I work in an area that covers huge expanses of varied terrain. Mountains, sand, heavily wooded areas. Most of our patients are flow also, however, in order to do that with safety as a prime focus, (remember Danger to self, bystanders @ patient) there are times when it is not possible, for safety reasons, to winch the patient out in the area they are. We also have a variety of recreational people in the area. Mountain bikers, rock climbers. 4WD enthusiasts, motocross riders, bush walkers, varying in age from toddlers to people in their 80's +. On case, a motocross rider had to be moved 11 km to where he  could be accessed by the chopper. He had major spinal injuries. How would yok move him, with his bystanders & chopper crews safety in mind.


----------



## BEorP (Jan 7, 2012)

firefite said:


> Jeeps come off-road ready. Jeeps don't cost alot. So it doesn't cost alot of money to turn it into a response vehicle like that. The jeep probably costs $45,000 if that. A properly stocked 4x4 ambulance that is able to not get stuck out there is at least $100,000.
> 
> If the jeep does get stuck its alot easier to get it out then an ambulance...
> 
> Plus ambulances are extremely top heavy (not good for off road use with off camber areas). A ligjt jeep can cover alot more off road distance then an ambulance.



Sorry, I should have been more clear. I mean why not get an SUV with a stretcher instead (not a full ambulance with four wheel drive). I was thinking something like the Land Rovers used in the Northern Territory (http://www.stjohnnt.org.au/index.php/en/ambulance/vehicles/offroad-recovery). Not the nicest to work out of, but they can get you anywhere and take your stretcher patient out.


----------



## DrParasite (Jan 7, 2012)

or something like this?






http://asap911.com/medstat/photos-and-videos/


----------



## chc1993 (Jan 7, 2012)

BEorP said:


> Sorry, I should have been more clear. I mean why not get an SUV with a stretcher instead (not a full ambulance with four wheel drive). I was thinking something like the Land Rovers used in the Northern Territory (http://www.stjohnnt.org.au/index.php/en/ambulance/vehicles/offroad-recovery). Not the nicest to work out of, but they can get you anywhere and take your stretcher patient out.



Great idea, however the minute you make whatever vehicle you choose transport capable it becomes an ambulance, and is subject to minimum equipment inventory. Not practical in this situation.


----------



## DesertMedic66 (Jan 7, 2012)

DrParasite said:


> or something like this?
> 
> 
> 
> ...

▬▬▬▬▬▬▬▬▬▬

In the forum thread, how far did the motocross rider with major spinal injuries have to be moved before the chopper could reach him? The entries after this are separate from the forum thread.

▬▬▬▬▬▬▬▬▬▬

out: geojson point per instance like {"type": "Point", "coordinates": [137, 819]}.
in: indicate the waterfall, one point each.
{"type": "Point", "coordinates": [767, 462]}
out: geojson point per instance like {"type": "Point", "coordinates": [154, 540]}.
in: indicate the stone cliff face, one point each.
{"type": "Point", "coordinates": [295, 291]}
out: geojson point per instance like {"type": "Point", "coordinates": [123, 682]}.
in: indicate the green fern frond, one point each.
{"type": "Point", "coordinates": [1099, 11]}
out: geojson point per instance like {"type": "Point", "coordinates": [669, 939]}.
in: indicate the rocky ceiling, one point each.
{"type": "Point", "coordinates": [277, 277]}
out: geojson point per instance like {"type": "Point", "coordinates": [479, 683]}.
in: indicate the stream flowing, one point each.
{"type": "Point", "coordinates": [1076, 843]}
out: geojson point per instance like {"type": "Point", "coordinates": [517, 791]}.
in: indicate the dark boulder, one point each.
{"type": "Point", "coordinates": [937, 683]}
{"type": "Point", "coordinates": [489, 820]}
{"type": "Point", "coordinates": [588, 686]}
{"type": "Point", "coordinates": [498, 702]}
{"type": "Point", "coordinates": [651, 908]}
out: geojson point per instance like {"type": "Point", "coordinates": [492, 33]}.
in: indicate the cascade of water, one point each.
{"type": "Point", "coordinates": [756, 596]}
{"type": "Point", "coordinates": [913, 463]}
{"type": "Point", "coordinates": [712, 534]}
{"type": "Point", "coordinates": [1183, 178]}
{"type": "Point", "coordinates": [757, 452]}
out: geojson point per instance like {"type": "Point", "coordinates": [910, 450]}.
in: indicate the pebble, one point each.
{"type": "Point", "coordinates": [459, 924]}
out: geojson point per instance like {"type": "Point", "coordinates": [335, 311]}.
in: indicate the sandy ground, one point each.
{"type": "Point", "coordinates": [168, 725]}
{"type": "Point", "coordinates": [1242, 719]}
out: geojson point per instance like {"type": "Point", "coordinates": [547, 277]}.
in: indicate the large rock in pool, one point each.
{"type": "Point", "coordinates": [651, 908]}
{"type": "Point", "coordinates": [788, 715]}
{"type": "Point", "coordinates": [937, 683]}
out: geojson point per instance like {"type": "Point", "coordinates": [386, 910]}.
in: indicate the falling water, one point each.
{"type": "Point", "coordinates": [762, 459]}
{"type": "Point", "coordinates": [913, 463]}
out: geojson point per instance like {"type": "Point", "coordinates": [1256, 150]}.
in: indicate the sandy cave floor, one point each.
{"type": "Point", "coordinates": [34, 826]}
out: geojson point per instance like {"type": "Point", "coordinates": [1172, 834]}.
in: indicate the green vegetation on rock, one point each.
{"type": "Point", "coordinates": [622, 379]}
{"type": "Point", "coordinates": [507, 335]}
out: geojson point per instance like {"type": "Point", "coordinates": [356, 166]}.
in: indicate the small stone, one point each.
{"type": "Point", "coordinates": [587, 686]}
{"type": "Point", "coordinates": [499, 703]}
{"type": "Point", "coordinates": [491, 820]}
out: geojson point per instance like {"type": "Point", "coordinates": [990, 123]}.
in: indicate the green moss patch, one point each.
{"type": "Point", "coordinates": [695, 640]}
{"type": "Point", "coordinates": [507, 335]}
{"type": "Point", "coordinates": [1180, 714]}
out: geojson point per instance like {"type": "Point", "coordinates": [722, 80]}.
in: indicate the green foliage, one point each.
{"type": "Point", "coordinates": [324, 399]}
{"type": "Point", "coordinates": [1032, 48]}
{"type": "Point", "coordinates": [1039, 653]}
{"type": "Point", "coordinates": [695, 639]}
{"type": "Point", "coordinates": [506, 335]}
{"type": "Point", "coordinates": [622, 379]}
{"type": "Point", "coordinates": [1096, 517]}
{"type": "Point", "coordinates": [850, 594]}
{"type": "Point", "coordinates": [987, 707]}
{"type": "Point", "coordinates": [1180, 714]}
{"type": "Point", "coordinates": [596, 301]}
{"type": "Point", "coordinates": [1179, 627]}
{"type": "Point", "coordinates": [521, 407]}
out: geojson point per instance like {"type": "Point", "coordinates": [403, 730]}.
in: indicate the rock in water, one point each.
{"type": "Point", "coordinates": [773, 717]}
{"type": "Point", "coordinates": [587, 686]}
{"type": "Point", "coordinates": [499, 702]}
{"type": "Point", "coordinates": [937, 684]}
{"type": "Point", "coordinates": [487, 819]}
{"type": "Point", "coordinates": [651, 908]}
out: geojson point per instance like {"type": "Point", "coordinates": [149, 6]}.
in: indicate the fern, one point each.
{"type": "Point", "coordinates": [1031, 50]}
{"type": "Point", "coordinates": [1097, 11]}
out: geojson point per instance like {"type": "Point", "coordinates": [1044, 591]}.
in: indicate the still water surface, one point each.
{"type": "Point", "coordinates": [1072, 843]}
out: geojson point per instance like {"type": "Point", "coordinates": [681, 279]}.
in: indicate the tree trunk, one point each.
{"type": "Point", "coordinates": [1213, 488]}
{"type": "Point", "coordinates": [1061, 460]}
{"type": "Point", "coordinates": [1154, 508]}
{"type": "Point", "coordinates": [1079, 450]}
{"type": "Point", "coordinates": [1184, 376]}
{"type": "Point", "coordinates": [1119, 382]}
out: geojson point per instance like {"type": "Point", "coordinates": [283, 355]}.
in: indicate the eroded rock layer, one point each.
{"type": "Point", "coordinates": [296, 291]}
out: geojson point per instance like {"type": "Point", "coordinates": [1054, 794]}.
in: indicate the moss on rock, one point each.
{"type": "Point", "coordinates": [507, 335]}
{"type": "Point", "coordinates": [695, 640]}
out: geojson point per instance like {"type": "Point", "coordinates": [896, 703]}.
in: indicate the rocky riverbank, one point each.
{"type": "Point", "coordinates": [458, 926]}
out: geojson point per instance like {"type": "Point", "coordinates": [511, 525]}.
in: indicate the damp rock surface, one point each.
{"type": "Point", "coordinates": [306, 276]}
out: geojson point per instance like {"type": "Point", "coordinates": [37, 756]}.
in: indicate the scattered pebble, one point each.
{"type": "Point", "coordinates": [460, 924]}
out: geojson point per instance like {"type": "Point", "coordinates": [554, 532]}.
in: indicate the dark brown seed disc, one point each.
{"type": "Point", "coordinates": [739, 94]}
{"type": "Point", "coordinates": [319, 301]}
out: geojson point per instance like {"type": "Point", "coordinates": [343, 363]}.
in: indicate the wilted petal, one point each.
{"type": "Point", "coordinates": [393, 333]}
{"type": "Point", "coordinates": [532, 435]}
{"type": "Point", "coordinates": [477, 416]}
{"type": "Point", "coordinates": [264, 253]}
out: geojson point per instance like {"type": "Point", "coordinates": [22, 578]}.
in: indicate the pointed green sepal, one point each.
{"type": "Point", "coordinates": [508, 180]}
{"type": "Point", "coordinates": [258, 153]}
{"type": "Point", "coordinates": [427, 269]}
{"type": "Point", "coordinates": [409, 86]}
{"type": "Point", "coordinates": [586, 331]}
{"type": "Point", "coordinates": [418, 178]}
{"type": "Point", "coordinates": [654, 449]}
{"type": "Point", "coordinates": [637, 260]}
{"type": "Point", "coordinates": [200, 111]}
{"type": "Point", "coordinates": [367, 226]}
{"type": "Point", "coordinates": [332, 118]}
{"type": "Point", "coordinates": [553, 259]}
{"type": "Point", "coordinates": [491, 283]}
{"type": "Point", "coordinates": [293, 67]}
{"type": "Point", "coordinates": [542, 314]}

▬▬▬▬▬▬▬▬▬▬

▶ ANSWER FOR THE TASK
11 km.